- **Exercise instructions**: Pick out every line below that contains the word "wall", and copy each one.
— begin —
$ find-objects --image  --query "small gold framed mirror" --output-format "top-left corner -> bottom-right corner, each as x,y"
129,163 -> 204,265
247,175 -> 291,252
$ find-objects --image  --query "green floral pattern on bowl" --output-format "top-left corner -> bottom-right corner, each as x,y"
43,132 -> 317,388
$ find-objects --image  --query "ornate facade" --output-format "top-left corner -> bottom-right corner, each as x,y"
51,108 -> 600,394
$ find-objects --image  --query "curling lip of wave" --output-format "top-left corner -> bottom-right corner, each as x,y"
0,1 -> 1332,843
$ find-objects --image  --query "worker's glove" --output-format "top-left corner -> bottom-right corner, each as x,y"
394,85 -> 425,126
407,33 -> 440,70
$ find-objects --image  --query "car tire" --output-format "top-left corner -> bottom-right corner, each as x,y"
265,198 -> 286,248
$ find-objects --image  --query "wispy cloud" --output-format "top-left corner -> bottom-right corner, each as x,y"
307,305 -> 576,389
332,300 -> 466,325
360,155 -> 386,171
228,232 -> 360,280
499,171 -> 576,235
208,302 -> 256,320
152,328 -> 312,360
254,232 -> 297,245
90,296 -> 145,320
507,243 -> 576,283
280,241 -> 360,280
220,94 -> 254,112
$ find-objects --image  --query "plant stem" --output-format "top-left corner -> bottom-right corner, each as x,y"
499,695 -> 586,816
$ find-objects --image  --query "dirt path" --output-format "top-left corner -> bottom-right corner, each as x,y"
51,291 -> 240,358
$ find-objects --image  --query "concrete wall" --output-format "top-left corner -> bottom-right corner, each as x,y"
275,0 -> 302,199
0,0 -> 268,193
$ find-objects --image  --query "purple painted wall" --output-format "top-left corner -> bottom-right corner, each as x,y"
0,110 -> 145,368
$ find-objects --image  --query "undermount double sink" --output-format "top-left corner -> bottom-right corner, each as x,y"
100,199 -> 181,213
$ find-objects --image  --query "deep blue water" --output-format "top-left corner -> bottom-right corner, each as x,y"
— end —
- **Answer to the problem**:
$ find-objects --image  --query "concrete wall" --output-format "top-left corner -> bottom-right corner, each as x,y"
$ find-objects --image  --query "purple painted wall" --output-format "top-left corner -> bottom-right corner, each as x,y"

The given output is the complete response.